## LISTING
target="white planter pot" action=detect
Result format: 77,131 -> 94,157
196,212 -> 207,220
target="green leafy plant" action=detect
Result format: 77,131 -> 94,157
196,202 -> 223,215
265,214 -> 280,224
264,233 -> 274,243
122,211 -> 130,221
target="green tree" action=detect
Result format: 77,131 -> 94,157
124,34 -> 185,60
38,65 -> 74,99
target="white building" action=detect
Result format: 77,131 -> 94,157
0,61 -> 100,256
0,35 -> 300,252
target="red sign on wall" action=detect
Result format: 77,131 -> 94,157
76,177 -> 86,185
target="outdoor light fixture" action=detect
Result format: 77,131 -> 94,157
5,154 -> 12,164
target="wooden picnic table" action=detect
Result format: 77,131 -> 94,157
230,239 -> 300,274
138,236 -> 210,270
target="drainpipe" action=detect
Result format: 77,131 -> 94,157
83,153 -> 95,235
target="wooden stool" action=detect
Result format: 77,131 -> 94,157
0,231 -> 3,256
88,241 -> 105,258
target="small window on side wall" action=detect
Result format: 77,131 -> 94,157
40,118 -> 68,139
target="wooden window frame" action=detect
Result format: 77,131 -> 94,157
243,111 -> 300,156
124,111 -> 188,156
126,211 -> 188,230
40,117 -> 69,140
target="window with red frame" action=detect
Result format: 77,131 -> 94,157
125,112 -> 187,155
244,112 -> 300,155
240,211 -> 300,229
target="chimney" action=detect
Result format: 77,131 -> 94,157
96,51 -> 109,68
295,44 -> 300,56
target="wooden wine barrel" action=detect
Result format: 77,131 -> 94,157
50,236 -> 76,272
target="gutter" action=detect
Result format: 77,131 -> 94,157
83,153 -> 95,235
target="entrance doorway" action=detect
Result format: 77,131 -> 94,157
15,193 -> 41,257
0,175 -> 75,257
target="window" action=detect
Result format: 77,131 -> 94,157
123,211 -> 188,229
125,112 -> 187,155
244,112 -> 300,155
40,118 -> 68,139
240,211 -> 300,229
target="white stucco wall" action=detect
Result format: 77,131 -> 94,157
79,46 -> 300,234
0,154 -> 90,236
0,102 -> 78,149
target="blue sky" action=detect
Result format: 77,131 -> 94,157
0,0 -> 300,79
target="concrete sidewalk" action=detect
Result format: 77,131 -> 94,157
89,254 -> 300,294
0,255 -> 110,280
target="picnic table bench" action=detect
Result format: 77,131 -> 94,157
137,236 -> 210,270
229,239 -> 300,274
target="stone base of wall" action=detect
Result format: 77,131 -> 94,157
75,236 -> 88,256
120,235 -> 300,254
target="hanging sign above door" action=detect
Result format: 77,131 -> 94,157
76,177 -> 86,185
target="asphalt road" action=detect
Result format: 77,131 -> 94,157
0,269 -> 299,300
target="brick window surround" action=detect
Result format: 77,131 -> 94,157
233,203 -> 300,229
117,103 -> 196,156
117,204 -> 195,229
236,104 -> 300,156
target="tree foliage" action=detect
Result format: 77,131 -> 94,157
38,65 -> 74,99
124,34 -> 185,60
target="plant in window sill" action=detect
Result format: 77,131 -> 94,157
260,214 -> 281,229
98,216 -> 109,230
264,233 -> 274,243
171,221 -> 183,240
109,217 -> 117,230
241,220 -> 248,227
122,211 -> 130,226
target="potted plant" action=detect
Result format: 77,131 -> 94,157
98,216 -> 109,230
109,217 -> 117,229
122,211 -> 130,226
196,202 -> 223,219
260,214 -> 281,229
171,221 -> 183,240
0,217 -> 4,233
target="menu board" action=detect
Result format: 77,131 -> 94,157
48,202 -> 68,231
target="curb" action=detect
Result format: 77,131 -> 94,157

## PROBLEM TO SOLVE
Report each line of the items above that contains the word "picnic", copying it in full and treating uppercase and lowercase as different.

## OUTPUT BELOW
target="wooden picnic table" action=detect
target="picnic table bench" action=detect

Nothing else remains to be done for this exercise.